Unfortunately, the site is only in Kurdi or Turkish and therefore not much good at informing the rest of the world about Kurdish history and culture
Whereas the
The Kurdish Institute of Paris has the largest Kurdish Library in the Western World available in a great many languages.
Kurdish Institute of Paris (French: Institut Kurde de Paris), founded in February 1983, is an organization focused on Kurdish language, culture and history. It is one of the main academic centers of Kurdish language in Europe. Its main publications include a linguistic journal titled Kurmancî in Kurdish, a monthly press review about Kurdish issues titled Bulletin de liaison et d'information (Bulletin of Contact and Information) and Études Kurdes, a research journal in French.
Much of the activities of the Institute are focused on the Northern Kurmanji dialect of Kurdish. The institute has a library preserving many thousands of historical documents, pamphlets and periodicals about Kurds. Two representatives from the French Ministry of Interior and Ministry of Culture provide the link between the Institute and the Government of France. The Institute is headed by Kendal Nezan as the president and Abbas Vali (Swansea University) and Fuad Hussein (University of Amsterdam) as the two vice-presidents.
To ensure democracy, pluralism and the widest possible participation of intellectuals, writers, research workers and artists of the Kurdish Diaspora in its work, the Kurdish Institute has set up a Cultural and Scientific Council (CCS) consisting of five sections: Social and Cultural Studies, Language and Literature, Arts, Information and Human Rights and Stimulation of Socio-Cultural Activities.

Directions:
1. From the text about the Kurdish Institute of Paris, answer:
(a) In what month and year was the institute founded?
(b) Which Kurdish dialect is much of the institute's activity focused on?
(c) How many sections make up the Cultural and Scientific Council (CCS)?
2. Reproduce word for word the stretch of the text about the Kurdish Institute of Paris from "Kurdish Institute of Paris (French: Institut" through "journal in French.".
3. List the sections of the Cultural and Scientific Council (CCS) named in the text about the Kurdish Institute of Paris.
Rely only on the text about the Kurdish Institute of Paris, not on outside knowledge.

Dataset:
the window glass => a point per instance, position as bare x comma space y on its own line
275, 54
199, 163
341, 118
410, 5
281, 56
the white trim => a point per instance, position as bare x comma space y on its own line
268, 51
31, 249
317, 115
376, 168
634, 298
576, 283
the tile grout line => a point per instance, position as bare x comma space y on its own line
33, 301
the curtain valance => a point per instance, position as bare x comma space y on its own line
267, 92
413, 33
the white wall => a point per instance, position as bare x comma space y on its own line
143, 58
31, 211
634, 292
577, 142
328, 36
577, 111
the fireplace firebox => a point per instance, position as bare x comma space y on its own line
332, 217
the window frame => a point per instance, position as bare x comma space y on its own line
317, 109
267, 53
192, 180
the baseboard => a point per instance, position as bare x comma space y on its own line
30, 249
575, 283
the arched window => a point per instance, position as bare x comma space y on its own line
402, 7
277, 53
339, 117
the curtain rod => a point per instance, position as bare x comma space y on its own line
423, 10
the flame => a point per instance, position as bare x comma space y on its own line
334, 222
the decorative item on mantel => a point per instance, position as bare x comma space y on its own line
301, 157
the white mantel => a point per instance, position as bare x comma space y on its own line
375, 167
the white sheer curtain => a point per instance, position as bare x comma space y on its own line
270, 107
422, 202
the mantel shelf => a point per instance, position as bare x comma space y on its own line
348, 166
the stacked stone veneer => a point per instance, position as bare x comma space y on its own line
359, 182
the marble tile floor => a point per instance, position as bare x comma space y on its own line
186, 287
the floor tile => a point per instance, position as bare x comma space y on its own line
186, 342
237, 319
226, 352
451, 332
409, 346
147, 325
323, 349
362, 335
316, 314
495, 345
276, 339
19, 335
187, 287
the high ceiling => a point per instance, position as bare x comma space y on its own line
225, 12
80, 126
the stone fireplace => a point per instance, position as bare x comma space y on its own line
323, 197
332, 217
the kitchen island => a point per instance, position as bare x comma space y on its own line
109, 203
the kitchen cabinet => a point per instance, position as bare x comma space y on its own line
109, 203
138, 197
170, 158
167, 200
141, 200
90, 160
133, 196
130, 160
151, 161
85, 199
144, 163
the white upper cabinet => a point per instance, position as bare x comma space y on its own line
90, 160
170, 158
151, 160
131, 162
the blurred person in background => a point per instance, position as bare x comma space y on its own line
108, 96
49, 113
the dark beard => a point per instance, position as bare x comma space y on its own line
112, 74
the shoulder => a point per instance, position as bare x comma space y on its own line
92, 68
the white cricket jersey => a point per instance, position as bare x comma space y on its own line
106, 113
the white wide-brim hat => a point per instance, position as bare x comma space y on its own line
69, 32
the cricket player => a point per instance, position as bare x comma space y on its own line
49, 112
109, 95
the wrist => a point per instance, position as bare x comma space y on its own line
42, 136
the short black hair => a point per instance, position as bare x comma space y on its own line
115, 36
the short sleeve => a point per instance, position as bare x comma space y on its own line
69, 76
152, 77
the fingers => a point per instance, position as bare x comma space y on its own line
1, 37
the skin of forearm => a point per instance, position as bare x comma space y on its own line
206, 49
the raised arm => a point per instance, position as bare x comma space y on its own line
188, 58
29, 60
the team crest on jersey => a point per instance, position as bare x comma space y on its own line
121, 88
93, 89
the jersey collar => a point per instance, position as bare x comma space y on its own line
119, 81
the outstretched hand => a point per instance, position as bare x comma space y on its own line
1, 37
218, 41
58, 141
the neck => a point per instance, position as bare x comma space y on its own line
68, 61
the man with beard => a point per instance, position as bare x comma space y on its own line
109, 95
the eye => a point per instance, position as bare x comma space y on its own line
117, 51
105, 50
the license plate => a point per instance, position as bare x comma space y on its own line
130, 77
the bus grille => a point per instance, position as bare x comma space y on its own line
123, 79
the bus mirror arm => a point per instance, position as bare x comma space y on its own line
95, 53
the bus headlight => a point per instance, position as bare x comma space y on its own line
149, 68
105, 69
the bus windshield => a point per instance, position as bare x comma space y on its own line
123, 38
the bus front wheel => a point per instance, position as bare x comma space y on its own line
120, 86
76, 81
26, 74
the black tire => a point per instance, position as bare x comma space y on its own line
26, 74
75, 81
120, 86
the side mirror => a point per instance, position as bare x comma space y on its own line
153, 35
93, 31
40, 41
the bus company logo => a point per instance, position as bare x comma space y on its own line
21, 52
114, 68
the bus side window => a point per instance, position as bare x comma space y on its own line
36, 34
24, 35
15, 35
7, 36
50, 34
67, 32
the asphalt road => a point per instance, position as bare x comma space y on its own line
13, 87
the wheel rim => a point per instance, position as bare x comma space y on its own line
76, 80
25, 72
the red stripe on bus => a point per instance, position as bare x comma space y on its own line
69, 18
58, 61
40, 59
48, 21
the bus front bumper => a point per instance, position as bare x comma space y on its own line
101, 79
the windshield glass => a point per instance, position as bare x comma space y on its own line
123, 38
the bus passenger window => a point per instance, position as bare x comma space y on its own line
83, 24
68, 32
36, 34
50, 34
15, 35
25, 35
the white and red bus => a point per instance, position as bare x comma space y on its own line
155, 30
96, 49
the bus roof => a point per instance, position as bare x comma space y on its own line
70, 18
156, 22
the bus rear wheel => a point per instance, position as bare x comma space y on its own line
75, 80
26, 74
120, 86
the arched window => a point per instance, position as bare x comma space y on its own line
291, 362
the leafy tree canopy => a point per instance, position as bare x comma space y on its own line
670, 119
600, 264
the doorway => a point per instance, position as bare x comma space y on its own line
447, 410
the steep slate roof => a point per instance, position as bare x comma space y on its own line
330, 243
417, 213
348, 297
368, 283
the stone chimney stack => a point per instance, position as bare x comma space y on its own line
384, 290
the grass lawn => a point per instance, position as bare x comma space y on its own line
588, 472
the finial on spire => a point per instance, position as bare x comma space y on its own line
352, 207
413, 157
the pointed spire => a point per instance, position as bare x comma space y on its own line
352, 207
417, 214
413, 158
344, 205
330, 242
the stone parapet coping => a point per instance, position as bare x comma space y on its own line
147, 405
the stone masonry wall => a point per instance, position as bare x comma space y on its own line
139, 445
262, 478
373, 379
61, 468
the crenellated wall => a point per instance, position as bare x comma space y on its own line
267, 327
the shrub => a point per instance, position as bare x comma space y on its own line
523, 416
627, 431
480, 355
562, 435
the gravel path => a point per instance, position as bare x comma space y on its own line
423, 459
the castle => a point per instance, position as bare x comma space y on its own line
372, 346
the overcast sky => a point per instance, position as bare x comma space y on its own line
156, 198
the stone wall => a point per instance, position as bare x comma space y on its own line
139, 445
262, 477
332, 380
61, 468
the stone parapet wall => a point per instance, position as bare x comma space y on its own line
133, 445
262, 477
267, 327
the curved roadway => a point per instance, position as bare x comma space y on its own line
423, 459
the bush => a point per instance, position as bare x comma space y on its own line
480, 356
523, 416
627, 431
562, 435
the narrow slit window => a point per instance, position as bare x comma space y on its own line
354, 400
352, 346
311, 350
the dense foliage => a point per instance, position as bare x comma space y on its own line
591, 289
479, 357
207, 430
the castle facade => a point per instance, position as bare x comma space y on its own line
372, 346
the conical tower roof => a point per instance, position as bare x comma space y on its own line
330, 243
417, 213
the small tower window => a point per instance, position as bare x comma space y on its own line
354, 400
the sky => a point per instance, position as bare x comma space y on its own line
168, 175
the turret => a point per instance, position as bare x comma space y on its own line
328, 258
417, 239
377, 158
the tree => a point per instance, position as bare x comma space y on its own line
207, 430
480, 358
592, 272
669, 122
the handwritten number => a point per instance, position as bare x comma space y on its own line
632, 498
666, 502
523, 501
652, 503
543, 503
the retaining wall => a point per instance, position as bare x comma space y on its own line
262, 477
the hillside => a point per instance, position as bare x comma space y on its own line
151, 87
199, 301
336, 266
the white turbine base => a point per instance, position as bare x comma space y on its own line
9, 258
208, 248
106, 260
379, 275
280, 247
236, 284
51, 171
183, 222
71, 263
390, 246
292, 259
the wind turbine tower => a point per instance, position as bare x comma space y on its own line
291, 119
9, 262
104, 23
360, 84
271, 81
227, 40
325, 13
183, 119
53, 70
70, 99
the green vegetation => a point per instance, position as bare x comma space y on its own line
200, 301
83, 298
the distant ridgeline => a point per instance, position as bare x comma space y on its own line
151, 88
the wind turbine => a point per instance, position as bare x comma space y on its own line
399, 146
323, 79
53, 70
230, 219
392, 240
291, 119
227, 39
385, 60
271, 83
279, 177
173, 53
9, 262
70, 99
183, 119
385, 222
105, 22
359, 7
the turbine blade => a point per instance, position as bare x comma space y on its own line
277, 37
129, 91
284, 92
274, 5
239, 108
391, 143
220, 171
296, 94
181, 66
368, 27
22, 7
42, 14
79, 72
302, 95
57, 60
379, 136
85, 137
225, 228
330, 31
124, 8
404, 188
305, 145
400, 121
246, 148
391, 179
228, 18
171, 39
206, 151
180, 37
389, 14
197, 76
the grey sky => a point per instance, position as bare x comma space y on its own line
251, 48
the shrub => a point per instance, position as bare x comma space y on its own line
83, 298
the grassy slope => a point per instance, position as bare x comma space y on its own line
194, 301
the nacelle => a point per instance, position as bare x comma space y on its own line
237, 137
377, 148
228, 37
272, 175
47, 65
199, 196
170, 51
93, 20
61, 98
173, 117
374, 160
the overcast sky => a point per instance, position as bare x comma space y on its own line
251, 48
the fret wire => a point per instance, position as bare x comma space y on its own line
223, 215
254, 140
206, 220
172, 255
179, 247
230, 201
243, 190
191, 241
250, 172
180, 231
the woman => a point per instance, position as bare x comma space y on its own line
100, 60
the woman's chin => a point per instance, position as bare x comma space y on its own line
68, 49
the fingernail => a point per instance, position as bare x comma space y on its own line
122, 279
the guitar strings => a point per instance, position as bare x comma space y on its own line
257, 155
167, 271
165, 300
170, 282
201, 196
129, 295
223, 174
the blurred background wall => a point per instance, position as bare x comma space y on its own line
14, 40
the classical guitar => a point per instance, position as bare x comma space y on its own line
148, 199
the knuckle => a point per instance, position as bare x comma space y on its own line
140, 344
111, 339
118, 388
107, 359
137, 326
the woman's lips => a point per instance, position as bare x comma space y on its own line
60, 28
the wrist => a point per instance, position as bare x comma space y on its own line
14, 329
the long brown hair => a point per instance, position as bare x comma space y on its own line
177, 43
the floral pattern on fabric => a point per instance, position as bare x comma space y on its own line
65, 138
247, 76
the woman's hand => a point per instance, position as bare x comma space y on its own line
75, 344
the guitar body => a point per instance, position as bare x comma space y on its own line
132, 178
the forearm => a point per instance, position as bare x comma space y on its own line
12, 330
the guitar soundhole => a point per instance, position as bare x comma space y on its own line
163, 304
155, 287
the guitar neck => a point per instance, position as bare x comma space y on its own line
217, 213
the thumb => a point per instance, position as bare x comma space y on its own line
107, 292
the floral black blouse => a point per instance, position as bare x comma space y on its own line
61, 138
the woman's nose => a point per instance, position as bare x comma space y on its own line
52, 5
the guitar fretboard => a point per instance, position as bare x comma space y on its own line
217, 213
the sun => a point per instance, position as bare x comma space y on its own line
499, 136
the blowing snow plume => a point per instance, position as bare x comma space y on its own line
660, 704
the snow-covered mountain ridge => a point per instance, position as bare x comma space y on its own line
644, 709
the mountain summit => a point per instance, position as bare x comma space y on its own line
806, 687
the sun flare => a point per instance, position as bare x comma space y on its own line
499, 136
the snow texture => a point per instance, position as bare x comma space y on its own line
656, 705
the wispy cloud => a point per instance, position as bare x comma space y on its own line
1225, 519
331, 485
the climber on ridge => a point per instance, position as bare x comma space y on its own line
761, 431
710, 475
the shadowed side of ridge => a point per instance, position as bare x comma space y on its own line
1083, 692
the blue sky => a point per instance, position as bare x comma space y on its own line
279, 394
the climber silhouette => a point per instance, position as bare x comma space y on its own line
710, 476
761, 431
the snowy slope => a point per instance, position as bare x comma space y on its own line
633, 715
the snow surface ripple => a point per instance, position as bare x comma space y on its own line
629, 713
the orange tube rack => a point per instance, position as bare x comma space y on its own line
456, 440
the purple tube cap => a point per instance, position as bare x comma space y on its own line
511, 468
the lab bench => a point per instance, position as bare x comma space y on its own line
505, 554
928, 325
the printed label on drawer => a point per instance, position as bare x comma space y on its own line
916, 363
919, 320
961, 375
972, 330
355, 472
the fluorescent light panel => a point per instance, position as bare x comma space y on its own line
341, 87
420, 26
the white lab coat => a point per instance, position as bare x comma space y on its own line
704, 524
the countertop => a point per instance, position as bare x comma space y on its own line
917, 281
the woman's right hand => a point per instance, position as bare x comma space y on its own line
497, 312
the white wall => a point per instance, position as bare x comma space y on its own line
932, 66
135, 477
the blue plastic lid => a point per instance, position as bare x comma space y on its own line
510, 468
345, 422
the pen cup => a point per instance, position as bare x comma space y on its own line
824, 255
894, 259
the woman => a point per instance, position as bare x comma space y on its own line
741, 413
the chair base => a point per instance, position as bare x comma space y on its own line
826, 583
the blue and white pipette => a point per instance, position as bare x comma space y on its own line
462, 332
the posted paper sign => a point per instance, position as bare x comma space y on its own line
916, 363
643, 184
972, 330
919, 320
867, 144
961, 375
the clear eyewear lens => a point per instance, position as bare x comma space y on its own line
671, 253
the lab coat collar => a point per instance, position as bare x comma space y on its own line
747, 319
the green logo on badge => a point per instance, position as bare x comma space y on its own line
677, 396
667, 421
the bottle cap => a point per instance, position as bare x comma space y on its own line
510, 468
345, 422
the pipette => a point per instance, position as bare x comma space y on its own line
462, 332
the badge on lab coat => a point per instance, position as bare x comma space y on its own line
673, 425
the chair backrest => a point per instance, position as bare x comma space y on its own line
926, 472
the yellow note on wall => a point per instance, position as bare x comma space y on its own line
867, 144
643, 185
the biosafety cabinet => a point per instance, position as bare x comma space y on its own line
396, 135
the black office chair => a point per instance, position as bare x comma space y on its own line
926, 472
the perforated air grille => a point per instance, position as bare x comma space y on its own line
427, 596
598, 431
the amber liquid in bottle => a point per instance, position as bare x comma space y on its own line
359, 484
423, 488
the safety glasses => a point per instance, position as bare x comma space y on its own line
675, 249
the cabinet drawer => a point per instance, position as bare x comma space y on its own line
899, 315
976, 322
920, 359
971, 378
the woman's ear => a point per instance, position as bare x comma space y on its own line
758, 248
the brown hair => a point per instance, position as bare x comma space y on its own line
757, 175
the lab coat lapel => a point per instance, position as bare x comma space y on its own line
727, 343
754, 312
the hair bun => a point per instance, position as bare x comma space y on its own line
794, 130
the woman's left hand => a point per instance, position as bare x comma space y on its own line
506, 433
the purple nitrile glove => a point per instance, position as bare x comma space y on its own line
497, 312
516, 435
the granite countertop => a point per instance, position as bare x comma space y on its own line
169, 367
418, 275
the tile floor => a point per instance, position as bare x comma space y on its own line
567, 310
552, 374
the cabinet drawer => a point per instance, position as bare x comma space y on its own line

Task solutions:
1.
(a) February 1983
(b) The Northern Kurmanji dialect
(c) Five

2.
Kurdish Institute of Paris (French: Institut Kurde de Paris), founded in February 1983, is an organization focused on Kurdish language, culture and history. It is one of the main academic centers of Kurdish language in Europe. Its main publications include a linguistic journal titled Kurmancî in Kurdish, a monthly press review about Kurdish issues titled Bulletin de liaison et d'information (Bulletin of Contact and Information) and Études Kurdes, a research journal in French.

3.
Social and Cultural Studies
Language and Literature
Arts
Information and Human Rights
Stimulation of Socio-Cultural Activities